» **What you have to do**: Reproduce every line of the records below word for word, leaving out the pictures.

» **Data provided**:
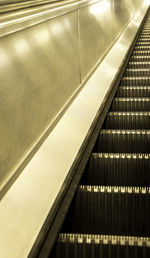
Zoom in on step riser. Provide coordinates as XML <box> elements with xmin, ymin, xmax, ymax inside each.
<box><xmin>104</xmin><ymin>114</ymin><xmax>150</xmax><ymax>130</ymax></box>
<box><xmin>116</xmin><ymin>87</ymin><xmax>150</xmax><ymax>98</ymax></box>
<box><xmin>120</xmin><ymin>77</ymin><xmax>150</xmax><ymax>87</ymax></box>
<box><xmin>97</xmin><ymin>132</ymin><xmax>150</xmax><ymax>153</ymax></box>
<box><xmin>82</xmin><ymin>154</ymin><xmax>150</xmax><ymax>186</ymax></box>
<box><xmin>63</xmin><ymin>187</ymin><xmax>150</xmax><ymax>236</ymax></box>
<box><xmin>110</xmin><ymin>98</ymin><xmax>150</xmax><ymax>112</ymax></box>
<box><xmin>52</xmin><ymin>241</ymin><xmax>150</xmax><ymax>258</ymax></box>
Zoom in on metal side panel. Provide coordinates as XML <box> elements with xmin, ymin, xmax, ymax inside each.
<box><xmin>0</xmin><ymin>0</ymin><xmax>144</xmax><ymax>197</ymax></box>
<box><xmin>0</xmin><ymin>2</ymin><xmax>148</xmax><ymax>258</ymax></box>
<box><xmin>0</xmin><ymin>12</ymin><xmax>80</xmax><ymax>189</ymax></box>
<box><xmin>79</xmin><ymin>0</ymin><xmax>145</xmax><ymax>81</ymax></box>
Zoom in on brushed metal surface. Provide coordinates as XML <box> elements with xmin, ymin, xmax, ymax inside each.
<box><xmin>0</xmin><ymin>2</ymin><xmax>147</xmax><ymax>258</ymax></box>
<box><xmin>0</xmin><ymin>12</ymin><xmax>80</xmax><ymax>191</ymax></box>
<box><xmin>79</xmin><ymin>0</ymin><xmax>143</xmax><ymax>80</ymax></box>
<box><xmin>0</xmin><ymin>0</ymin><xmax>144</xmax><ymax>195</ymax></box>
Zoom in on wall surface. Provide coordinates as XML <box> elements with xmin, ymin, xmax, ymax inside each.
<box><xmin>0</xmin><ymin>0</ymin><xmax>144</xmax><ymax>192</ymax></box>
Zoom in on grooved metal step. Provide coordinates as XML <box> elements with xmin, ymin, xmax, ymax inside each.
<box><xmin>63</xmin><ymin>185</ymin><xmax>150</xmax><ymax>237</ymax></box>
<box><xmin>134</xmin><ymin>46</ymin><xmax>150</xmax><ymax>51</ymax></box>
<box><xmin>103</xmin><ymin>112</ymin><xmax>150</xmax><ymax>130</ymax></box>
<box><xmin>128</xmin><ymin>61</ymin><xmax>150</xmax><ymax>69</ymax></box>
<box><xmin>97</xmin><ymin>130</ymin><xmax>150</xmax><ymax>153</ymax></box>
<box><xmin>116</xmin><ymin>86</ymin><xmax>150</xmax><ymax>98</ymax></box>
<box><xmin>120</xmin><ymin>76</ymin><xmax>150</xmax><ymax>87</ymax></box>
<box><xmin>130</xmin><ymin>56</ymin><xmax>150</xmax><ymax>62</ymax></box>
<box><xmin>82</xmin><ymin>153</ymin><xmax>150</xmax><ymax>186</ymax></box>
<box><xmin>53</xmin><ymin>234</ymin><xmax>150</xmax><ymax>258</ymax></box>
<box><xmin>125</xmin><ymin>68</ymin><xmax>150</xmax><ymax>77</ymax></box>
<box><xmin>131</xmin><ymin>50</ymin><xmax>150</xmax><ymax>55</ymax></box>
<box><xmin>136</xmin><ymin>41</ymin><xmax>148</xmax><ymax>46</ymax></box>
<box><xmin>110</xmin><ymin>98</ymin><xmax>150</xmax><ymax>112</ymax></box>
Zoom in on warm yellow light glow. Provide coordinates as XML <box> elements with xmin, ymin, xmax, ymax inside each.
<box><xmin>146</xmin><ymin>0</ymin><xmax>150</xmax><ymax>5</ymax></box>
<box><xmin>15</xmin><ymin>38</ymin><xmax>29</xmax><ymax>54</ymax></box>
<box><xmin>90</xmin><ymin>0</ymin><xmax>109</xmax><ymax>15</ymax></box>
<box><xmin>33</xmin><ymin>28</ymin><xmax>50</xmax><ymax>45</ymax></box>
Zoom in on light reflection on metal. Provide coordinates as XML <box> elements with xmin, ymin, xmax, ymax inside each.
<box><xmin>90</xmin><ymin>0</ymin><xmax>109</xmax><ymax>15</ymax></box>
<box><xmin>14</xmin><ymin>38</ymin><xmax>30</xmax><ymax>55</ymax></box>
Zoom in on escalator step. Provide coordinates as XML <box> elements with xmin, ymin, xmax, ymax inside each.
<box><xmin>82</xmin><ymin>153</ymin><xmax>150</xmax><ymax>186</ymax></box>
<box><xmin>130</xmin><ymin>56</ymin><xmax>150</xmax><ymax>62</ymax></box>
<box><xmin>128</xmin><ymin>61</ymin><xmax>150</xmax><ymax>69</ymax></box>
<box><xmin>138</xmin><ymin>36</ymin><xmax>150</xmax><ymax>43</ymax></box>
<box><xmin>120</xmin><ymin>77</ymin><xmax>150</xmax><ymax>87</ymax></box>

» **Answer to this task**:
Zoom in on step riser. Provide coordinates as XML <box> elements with xmin, ymin, xmax, ymax inside each.
<box><xmin>104</xmin><ymin>114</ymin><xmax>150</xmax><ymax>130</ymax></box>
<box><xmin>116</xmin><ymin>87</ymin><xmax>150</xmax><ymax>98</ymax></box>
<box><xmin>120</xmin><ymin>77</ymin><xmax>150</xmax><ymax>87</ymax></box>
<box><xmin>97</xmin><ymin>132</ymin><xmax>150</xmax><ymax>153</ymax></box>
<box><xmin>82</xmin><ymin>154</ymin><xmax>150</xmax><ymax>186</ymax></box>
<box><xmin>63</xmin><ymin>187</ymin><xmax>150</xmax><ymax>236</ymax></box>
<box><xmin>110</xmin><ymin>98</ymin><xmax>150</xmax><ymax>112</ymax></box>
<box><xmin>52</xmin><ymin>241</ymin><xmax>150</xmax><ymax>258</ymax></box>
Zoom in on metal side panel. Provide coordinates as XML <box> elements with xmin, ymin, xmax, ymax inside each.
<box><xmin>0</xmin><ymin>0</ymin><xmax>144</xmax><ymax>197</ymax></box>
<box><xmin>0</xmin><ymin>2</ymin><xmax>148</xmax><ymax>258</ymax></box>
<box><xmin>0</xmin><ymin>12</ymin><xmax>80</xmax><ymax>189</ymax></box>
<box><xmin>79</xmin><ymin>0</ymin><xmax>145</xmax><ymax>81</ymax></box>
Zoom in on brushed metal surface. Provide coordinates as XML <box> elements with xmin, ymin, xmax, ymax inside each.
<box><xmin>0</xmin><ymin>2</ymin><xmax>147</xmax><ymax>258</ymax></box>
<box><xmin>0</xmin><ymin>12</ymin><xmax>80</xmax><ymax>191</ymax></box>
<box><xmin>79</xmin><ymin>0</ymin><xmax>143</xmax><ymax>80</ymax></box>
<box><xmin>0</xmin><ymin>0</ymin><xmax>144</xmax><ymax>195</ymax></box>
Zoom in on wall surface. Provide coordinates as XML <box> elements with xmin, ymin, xmax, ymax inside each.
<box><xmin>0</xmin><ymin>0</ymin><xmax>144</xmax><ymax>192</ymax></box>
Zoom in on grooved metal step. Provide coordinates as XML <box> elements with xmin, ymin, xmax, ymax inside each.
<box><xmin>63</xmin><ymin>185</ymin><xmax>150</xmax><ymax>237</ymax></box>
<box><xmin>134</xmin><ymin>46</ymin><xmax>150</xmax><ymax>51</ymax></box>
<box><xmin>103</xmin><ymin>112</ymin><xmax>150</xmax><ymax>130</ymax></box>
<box><xmin>128</xmin><ymin>61</ymin><xmax>150</xmax><ymax>69</ymax></box>
<box><xmin>97</xmin><ymin>130</ymin><xmax>150</xmax><ymax>153</ymax></box>
<box><xmin>116</xmin><ymin>86</ymin><xmax>150</xmax><ymax>98</ymax></box>
<box><xmin>120</xmin><ymin>76</ymin><xmax>150</xmax><ymax>87</ymax></box>
<box><xmin>130</xmin><ymin>56</ymin><xmax>150</xmax><ymax>62</ymax></box>
<box><xmin>82</xmin><ymin>153</ymin><xmax>150</xmax><ymax>186</ymax></box>
<box><xmin>53</xmin><ymin>234</ymin><xmax>150</xmax><ymax>258</ymax></box>
<box><xmin>125</xmin><ymin>68</ymin><xmax>150</xmax><ymax>77</ymax></box>
<box><xmin>131</xmin><ymin>50</ymin><xmax>150</xmax><ymax>55</ymax></box>
<box><xmin>136</xmin><ymin>41</ymin><xmax>148</xmax><ymax>46</ymax></box>
<box><xmin>110</xmin><ymin>98</ymin><xmax>150</xmax><ymax>112</ymax></box>
Zoom in on warm yellow light glow. Provide coordinates as XML <box> elements with xmin, ymin, xmax, ymax inside each.
<box><xmin>146</xmin><ymin>0</ymin><xmax>150</xmax><ymax>5</ymax></box>
<box><xmin>15</xmin><ymin>38</ymin><xmax>29</xmax><ymax>54</ymax></box>
<box><xmin>90</xmin><ymin>0</ymin><xmax>109</xmax><ymax>15</ymax></box>
<box><xmin>33</xmin><ymin>28</ymin><xmax>50</xmax><ymax>45</ymax></box>
Zoom in on light reflection on metal. Provide coordinates as XML <box> elements with xmin, ymin, xmax, ymax inside each.
<box><xmin>90</xmin><ymin>0</ymin><xmax>109</xmax><ymax>15</ymax></box>
<box><xmin>14</xmin><ymin>38</ymin><xmax>30</xmax><ymax>55</ymax></box>
Zoom in on escalator step. Provide coordinates as XML <box> elements with xmin, ymin, xmax, ymax inside each.
<box><xmin>82</xmin><ymin>153</ymin><xmax>150</xmax><ymax>186</ymax></box>
<box><xmin>130</xmin><ymin>56</ymin><xmax>150</xmax><ymax>62</ymax></box>
<box><xmin>128</xmin><ymin>61</ymin><xmax>150</xmax><ymax>69</ymax></box>
<box><xmin>138</xmin><ymin>36</ymin><xmax>150</xmax><ymax>43</ymax></box>
<box><xmin>120</xmin><ymin>77</ymin><xmax>150</xmax><ymax>87</ymax></box>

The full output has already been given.